> _Dataset entries_:
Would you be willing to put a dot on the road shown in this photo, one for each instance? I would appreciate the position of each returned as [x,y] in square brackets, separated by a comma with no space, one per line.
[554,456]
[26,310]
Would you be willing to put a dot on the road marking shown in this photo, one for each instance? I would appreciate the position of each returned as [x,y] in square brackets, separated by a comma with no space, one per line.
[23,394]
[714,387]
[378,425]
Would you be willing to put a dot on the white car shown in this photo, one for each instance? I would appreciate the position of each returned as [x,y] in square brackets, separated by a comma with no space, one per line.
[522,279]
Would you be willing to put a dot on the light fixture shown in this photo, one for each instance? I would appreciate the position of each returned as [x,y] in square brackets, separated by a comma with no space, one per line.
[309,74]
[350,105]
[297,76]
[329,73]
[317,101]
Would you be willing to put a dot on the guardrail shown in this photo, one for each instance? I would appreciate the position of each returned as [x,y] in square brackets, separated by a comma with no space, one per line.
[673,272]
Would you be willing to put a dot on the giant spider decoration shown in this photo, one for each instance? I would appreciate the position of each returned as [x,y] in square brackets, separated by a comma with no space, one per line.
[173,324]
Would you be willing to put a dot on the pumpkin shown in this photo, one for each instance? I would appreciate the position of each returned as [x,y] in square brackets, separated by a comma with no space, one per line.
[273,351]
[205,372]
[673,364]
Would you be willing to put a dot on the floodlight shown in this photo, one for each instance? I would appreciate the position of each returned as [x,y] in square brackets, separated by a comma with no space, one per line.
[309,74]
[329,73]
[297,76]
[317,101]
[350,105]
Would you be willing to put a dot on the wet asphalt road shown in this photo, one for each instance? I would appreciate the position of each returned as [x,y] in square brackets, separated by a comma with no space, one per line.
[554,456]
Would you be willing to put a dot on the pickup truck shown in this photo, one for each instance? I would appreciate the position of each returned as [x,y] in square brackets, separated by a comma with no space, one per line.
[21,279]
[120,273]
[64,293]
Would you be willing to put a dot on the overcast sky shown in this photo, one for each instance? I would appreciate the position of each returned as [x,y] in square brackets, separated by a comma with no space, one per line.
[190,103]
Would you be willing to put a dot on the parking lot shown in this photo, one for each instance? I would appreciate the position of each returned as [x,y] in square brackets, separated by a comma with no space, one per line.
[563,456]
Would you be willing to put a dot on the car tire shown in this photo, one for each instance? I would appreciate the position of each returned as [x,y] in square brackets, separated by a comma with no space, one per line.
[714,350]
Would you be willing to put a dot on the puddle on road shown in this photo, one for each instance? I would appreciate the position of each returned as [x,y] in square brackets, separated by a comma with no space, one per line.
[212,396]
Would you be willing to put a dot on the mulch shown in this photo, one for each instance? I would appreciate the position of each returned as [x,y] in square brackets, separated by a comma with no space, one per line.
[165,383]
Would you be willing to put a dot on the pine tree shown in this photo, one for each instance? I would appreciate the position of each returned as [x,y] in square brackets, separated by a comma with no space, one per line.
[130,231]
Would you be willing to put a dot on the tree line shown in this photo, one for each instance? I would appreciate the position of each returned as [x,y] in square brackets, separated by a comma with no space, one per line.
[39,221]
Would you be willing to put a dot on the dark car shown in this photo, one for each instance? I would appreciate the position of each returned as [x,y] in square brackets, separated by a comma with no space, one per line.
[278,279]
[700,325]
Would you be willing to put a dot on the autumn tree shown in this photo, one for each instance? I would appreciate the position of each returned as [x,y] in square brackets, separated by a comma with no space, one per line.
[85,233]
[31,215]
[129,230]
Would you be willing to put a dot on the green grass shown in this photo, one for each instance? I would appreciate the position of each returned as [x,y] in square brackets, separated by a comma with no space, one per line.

> _Required task_:
Copy the data verbatim, starting at the line that contains "Would you be willing to put a dot on the mulch" and continuing through the last line of the data.

> _Result of this task_:
Would you be willing to put a dot on the mulch shown in this photo, one for each instance? I would appreciate the position of each returned as [x,y] in square brackets, separated by a comma with no space, one per line.
[165,383]
Would you be willing to put a dot on the pine tree shown in this photo, one for each instance? I would appreciate the position of each returned as [x,y] in square brackets, separated by a comma with no space, one per line.
[130,231]
Would you be willing to put a dot on the tree line shown in this photo, one for each instance? I would appreciate the position of each returned as [x,y] in square brackets, separated by a comma with no space, one per line.
[39,221]
Would you be willing to put a dot on the dark car shown in this photo, one for each instance? I would appreciate the position of each returned as [x,y] in square brackets, separated by a comma with no space, one per line.
[278,279]
[700,325]
Would you be willing to put a dot on the autumn tree shown in this photo, one for each instance? I would appreciate the position of each returned as [x,y] in square brackets, separated by a comma with no space, one per line.
[85,233]
[31,215]
[129,230]
Would you be willing to put a dot on the green grass shown in this photo, one for each instance? I would appreciate the position of each returned as [x,y] in square brackets, separated by a comma with no space, one per line.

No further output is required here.